## Work to do:
(A) In the approval-extension passage, on what date did the HK CAD grant approval of new levels 13 and 14?
(B) Copy the part of the approval-extension passage that opens with the words containing "674    On 17 October" and closes with "Extension (additional year)", substituting "given" for "granted".

## Document section:
____
672    Like the Third Extension, the Fifth Extension was double-barrelled involving separate extensions of the duration of the approval and the addition of new levels. On 7 April 2005 the Chair of the HK BAR CSC applied to the HK CAD to add new levels, 9 and 10, to the index and this received approval on 19 April 2005. As to the duration, the Chair applied on 12 May 2005 for an extension of the approval of one year expiring on 18 July 2006. This was granted by the HK CAD on 1 June 2005.

Sixth Extension (new levels 11 and 12)

673    On 29 August 2005 the Chair of the HK BAR CSC applied to the HK CAD to add new levels 11 and 12 to the index and this was approved on 8 September 2005.

Seventh Extension (new levels 13 and 14)

674    On 17 October 2005 the Chair of the HK BAR CSC applied to the HK CAD for approval of new levels 13 and 14 and this was granted on 1 November 2005.

Eighth Extension (additional year)

675    On 5 June 2006 the Chair of the HK BAR CSC applied to the HK CAD for an additional year’s approval. The HK CAD did so on 21 June 2006 extending the approval to 18 July 2007.
____
## Extracted data:
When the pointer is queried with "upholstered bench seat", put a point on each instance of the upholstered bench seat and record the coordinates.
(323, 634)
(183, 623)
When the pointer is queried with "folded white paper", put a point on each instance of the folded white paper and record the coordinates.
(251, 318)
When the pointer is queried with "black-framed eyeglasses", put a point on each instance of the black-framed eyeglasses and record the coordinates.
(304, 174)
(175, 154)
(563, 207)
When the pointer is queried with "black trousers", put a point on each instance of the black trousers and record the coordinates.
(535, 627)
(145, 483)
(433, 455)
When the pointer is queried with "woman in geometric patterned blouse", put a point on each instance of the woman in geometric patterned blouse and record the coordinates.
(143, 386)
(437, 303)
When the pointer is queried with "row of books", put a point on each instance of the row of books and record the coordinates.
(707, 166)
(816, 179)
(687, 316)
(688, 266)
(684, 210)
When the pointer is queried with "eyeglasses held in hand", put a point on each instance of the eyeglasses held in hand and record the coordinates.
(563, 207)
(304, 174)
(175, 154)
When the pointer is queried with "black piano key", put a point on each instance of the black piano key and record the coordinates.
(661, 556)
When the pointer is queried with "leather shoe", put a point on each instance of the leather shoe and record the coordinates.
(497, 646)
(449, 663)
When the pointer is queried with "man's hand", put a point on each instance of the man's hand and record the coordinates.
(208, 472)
____
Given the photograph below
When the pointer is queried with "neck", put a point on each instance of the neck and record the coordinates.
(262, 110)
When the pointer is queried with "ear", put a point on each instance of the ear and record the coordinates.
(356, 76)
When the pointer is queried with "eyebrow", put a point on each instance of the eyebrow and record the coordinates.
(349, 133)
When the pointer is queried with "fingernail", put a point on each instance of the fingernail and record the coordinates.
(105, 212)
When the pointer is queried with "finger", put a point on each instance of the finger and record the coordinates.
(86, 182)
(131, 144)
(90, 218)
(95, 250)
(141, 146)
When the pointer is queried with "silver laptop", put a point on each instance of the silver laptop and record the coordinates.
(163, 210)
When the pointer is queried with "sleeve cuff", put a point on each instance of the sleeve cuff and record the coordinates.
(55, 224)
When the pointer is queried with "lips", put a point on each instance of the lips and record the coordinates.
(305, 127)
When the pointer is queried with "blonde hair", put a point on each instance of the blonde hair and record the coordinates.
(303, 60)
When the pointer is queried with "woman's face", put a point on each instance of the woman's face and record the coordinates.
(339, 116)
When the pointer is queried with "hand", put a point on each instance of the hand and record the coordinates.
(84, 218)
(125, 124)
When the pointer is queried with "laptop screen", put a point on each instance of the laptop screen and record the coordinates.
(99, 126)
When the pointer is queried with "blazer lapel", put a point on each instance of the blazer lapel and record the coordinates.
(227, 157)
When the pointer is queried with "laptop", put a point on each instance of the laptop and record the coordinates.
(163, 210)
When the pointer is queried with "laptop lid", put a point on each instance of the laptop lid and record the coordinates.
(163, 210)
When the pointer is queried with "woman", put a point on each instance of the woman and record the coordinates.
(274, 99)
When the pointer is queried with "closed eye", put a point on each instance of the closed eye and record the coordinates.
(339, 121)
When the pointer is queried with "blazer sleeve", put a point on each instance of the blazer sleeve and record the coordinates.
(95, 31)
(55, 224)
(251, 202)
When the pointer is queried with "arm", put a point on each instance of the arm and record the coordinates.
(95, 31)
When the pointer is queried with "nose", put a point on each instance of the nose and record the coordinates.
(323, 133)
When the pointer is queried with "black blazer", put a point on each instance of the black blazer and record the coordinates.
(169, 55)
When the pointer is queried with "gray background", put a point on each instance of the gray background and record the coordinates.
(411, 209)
____
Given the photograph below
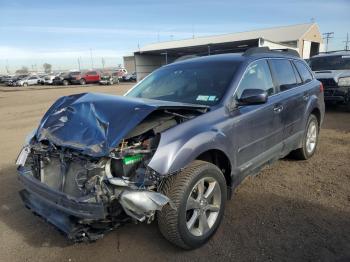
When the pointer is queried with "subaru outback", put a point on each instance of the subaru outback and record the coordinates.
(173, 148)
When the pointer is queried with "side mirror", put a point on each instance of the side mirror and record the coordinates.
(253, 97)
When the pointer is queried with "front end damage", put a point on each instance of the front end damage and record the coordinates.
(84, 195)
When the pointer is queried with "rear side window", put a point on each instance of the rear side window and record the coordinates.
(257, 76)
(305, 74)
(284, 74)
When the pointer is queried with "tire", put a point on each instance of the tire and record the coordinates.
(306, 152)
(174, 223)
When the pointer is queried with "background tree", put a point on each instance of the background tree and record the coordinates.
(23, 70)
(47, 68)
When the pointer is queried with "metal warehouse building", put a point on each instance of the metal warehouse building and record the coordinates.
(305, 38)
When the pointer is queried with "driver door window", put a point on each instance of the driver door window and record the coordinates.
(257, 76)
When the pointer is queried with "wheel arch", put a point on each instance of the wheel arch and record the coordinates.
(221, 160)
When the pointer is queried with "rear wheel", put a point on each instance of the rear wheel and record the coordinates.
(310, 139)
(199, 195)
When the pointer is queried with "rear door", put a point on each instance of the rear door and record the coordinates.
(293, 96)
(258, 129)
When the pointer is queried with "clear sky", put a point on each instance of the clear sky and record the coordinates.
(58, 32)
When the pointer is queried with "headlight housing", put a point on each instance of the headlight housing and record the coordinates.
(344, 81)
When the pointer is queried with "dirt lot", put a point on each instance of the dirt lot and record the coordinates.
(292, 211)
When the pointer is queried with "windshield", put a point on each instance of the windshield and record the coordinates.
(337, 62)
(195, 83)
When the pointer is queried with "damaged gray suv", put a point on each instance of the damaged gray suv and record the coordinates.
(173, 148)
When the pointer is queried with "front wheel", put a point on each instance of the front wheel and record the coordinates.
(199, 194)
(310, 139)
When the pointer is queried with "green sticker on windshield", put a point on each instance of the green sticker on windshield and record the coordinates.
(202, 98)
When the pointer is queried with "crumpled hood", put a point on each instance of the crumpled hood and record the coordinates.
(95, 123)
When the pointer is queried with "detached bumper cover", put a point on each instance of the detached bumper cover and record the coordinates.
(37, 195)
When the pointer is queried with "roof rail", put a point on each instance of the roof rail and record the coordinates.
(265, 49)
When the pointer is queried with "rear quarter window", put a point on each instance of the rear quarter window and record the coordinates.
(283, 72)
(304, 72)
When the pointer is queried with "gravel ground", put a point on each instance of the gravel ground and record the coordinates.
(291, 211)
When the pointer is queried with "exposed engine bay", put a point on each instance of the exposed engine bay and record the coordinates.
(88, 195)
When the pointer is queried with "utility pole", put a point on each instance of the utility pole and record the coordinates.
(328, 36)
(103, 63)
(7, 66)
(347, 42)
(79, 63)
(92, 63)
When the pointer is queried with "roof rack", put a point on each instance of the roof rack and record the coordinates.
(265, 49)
____
## The results:
(A) 1 November 2005

(B)
674    On 17 October 2005 the Chair of the HK BAR CSC applied to the HK CAD for approval of new levels 13 and 14 and this was given on 1 November 2005.

Eighth Extension (additional year)